_Parts of the exercise_
1 – Answer these questions about the passage on elegiac and epic diction:
(a) Which three words does it call epic?
(b) In the model, what share of *cupio* is elegiac?
(c) What single text brings up the elegiac value of Aeneas?
2 – In the passage on elegiac and epic diction, revise the part from "In a single, easy-to-take-in" to "of the plot.", putting "Corinna" in place of "Cynthia".

In a single, easy-to-take-in plot, we get an excellent sense of which words are 'elegiac' and which words are 'epic' as well as their relative frequency. (The fact that we can easily search for terms in context is a nice bonus, as is the summary information.) Readers of Latin poetry should not be suprised by the upper-left and lower-right corners, that is frequent-elegiac and frequent-epic, respectively. *Puella*, *domina*, *formosus* are decidely elegiac; *clipeus*, *arduus*, *immanis* are epic. Cynthia finds a place among the elegiac words, while Turnus and Anchises rest in epic diction. (Aeneas is more epic than not, but [*Heroides* 7](http://www.thelatinlibrary.com/ovid/ovid.her7.shtml) alone brings up the elegiac value.) But what is much more interesting to me, and what has been a central idea in my research on generic diction are the words in the middle of the plot. 

This plot makes clear that generic diction does not have to be thought of in discrete, binary terms, but rather we can create language models like the simplified elegy-epic model presented here, that show generic diction as continuous. For example, I can say not only that *cupio* is more elegiac than epic, but I can be more specific and say that—in this model at least—*cupio* is 79% elegiac / 21% epic. In future notebooks, I will expand on this kind of thinking, that is observing literary features as continuous variables in texts. For example, by assigning generic weights to words in these texts we can map epicness or elegiacness in [narrative space](https://github.com/diyclassics/literature-experiments/blob/master/plot-narrative-space.ipynb).

_Data shown_
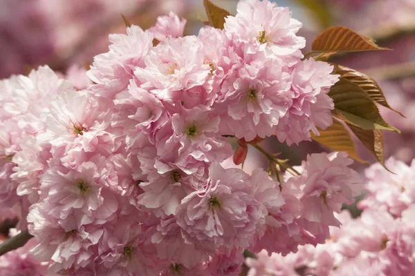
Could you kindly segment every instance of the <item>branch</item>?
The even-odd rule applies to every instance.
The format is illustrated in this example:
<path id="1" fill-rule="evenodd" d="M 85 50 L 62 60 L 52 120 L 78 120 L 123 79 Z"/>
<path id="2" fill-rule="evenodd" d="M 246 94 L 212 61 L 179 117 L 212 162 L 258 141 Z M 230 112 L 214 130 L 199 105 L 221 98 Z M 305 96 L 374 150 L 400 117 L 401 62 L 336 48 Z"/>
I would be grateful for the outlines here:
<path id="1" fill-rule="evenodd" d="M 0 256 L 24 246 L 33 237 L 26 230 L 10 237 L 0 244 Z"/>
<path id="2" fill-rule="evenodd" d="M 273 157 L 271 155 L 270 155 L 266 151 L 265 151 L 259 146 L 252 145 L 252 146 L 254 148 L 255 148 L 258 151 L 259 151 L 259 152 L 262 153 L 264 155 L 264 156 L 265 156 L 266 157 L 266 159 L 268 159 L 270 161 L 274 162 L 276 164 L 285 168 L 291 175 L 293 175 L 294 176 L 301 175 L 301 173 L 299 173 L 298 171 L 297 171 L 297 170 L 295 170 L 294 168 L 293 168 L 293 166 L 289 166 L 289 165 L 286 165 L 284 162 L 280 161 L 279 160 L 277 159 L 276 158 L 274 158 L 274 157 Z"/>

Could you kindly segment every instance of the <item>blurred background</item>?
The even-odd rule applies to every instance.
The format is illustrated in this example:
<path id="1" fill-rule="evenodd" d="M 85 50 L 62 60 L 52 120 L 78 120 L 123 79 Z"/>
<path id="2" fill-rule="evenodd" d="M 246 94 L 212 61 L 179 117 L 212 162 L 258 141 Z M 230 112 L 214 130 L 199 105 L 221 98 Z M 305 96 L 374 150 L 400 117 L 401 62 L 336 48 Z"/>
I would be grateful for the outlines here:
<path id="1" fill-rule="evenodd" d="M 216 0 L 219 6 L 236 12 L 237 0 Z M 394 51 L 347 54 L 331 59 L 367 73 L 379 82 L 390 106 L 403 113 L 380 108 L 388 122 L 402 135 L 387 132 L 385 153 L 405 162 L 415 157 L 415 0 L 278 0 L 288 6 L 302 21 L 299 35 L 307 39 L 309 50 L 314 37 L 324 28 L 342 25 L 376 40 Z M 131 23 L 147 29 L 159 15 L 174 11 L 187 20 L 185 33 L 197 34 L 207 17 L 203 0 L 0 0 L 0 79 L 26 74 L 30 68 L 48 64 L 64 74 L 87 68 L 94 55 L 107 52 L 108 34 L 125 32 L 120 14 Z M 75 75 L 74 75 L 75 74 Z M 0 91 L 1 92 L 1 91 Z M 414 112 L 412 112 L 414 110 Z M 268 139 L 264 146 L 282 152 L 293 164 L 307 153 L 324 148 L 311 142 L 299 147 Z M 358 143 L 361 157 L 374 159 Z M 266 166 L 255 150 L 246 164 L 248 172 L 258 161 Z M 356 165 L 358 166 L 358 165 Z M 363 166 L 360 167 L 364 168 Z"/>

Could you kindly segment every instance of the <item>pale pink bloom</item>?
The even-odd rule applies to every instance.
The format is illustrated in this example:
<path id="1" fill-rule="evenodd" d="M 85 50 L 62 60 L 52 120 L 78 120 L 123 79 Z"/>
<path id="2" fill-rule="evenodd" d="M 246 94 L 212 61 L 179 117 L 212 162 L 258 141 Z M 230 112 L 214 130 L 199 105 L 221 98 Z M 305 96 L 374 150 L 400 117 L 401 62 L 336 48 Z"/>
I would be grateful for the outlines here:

==

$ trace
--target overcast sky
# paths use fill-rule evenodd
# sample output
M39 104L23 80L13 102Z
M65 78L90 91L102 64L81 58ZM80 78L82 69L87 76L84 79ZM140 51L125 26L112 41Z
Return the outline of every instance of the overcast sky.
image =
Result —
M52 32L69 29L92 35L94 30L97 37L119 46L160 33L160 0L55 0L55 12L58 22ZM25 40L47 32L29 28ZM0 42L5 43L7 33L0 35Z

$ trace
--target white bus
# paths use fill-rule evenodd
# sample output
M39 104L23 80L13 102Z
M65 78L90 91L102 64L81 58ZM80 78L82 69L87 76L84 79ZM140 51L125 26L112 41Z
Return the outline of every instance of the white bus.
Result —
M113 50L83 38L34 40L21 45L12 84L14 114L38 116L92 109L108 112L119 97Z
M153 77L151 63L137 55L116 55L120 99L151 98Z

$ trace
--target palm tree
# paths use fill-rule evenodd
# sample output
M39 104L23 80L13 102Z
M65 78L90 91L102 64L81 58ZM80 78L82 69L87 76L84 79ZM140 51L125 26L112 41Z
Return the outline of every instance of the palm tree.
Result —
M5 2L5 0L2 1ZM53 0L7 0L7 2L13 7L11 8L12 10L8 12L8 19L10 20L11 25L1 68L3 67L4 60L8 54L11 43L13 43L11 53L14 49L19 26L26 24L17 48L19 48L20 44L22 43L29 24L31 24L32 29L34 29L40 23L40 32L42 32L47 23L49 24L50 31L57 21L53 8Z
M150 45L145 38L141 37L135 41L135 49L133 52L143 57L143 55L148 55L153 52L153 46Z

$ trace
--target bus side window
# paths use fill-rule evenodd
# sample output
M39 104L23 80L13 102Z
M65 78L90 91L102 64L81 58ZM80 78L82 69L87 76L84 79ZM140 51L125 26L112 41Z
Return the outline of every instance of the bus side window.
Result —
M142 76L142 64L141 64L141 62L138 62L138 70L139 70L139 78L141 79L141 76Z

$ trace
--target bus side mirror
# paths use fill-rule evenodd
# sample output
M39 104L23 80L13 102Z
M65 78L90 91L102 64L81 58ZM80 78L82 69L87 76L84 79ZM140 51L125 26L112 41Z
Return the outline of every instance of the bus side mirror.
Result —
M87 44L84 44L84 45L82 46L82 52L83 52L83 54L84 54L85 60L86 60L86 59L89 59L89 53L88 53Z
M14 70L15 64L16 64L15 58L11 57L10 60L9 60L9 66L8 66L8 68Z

==

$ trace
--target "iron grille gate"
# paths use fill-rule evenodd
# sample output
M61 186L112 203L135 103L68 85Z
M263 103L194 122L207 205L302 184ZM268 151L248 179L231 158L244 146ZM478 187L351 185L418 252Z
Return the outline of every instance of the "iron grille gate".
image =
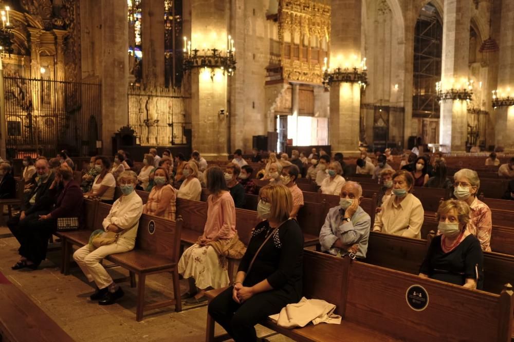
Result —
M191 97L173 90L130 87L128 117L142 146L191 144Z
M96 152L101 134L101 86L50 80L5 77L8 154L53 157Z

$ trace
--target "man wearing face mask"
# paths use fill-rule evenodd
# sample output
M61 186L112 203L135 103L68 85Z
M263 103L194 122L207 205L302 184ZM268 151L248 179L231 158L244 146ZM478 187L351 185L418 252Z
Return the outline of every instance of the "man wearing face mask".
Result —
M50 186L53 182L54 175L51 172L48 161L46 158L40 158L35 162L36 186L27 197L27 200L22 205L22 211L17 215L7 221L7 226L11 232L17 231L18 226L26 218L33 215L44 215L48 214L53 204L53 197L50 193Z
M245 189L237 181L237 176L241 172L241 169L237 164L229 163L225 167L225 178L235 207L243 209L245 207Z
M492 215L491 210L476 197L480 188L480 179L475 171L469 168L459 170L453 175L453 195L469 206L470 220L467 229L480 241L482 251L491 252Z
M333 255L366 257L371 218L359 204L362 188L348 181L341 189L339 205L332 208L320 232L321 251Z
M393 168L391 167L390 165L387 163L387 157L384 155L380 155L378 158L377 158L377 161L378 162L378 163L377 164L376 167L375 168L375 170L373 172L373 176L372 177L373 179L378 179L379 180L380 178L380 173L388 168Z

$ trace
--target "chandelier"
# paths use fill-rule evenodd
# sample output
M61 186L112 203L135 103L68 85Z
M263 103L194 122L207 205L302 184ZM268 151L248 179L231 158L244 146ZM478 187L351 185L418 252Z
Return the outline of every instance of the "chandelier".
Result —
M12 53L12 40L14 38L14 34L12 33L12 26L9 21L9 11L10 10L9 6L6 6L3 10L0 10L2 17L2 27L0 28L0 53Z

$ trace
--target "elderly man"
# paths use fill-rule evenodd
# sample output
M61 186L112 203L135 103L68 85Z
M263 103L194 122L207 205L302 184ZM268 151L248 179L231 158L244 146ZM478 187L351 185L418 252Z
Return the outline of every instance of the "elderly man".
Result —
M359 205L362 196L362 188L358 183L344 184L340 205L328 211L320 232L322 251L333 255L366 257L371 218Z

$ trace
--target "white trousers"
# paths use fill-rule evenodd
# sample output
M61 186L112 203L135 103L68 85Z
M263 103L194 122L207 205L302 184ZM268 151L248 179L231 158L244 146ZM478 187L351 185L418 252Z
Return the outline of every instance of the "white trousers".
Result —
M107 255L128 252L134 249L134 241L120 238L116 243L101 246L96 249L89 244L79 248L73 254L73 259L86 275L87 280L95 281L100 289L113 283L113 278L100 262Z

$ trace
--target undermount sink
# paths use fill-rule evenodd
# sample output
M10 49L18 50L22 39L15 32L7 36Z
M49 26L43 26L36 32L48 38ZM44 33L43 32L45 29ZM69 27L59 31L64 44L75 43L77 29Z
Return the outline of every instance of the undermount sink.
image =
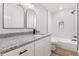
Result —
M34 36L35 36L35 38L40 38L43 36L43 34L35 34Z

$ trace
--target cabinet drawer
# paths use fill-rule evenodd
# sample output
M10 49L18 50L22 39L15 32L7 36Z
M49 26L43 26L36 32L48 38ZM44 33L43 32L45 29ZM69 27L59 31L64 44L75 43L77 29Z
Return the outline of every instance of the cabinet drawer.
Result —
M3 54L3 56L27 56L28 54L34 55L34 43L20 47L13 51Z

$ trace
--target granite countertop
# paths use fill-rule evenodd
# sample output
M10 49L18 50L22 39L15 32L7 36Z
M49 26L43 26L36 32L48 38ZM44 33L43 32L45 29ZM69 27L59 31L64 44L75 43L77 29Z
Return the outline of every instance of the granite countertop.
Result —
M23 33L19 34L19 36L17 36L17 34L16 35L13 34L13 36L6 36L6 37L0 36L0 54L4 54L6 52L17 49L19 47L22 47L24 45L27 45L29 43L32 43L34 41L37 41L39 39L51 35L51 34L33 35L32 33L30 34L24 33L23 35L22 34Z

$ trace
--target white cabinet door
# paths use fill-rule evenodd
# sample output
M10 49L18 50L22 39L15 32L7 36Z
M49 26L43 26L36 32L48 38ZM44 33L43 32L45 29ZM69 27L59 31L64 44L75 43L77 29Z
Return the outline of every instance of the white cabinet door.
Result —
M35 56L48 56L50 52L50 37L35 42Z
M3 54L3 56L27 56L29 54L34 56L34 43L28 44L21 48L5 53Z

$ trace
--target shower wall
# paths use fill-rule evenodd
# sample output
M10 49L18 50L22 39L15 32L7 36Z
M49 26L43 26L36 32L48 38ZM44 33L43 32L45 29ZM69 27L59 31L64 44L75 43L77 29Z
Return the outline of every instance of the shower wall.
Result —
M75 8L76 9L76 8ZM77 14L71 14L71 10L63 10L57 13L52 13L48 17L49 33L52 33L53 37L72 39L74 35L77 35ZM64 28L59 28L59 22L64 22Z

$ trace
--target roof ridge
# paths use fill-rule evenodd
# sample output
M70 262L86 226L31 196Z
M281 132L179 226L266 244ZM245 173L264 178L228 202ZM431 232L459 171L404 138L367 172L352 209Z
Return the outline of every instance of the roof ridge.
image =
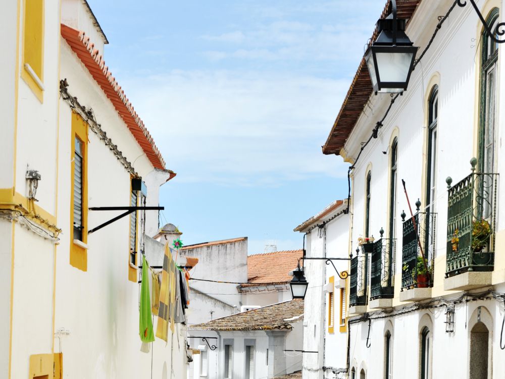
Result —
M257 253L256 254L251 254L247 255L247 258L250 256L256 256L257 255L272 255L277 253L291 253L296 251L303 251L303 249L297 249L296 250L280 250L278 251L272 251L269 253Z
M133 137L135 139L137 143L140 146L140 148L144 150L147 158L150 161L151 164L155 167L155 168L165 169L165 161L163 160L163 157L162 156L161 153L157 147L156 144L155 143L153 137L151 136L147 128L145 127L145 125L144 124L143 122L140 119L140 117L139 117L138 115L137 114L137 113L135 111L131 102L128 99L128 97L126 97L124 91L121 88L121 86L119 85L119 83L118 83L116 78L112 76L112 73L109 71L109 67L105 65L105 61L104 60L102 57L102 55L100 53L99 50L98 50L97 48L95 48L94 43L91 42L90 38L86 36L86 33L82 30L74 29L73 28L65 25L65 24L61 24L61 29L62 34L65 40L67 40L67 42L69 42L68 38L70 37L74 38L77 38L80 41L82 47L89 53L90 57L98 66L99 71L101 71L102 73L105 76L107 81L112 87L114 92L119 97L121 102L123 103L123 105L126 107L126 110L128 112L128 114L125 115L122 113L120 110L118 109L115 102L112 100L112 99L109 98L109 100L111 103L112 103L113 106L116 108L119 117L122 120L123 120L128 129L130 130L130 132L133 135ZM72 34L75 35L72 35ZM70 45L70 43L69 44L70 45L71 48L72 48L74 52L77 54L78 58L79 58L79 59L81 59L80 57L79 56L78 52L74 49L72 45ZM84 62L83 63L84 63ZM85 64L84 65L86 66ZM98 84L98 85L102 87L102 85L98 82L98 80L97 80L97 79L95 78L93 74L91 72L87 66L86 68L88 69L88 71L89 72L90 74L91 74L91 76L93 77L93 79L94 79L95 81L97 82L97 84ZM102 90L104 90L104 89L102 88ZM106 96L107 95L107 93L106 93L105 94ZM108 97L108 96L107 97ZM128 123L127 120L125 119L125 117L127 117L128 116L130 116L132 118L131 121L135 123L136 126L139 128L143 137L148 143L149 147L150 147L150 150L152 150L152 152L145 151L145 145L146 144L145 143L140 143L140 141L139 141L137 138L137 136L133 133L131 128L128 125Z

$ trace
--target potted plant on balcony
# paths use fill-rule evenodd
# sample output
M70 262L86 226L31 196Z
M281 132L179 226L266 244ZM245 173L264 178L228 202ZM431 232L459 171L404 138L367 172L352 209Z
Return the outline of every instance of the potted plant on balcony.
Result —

_Answers in order_
1 –
(a) *Clipeus*, *arduus* and *immanis*.
(b) 79%.
(c) *Heroides* 7.

2 –
In a single, easy-to-take-in plot, we get an excellent sense of which words are 'elegiac' and which words are 'epic' as well as their relative frequency. (The fact that we can easily search for terms in context is a nice bonus, as is the summary information.) Readers of Latin poetry should not be suprised by the upper-left and lower-right corners, that is frequent-elegiac and frequent-epic, respectively. *Puella*, *domina*, *formosus* are decidely elegiac; *clipeus*, *arduus*, *immanis* are epic. Corinna finds a place among the elegiac words, while Turnus and Anchises rest in epic diction. (Aeneas is more epic than not, but [*Heroides* 7](http://www.thelatinlibrary.com/ovid/ovid.her7.shtml) alone brings up the elegiac value.) But what is much more interesting to me, and what has been a central idea in my research on generic diction are the words in the middle of the plot.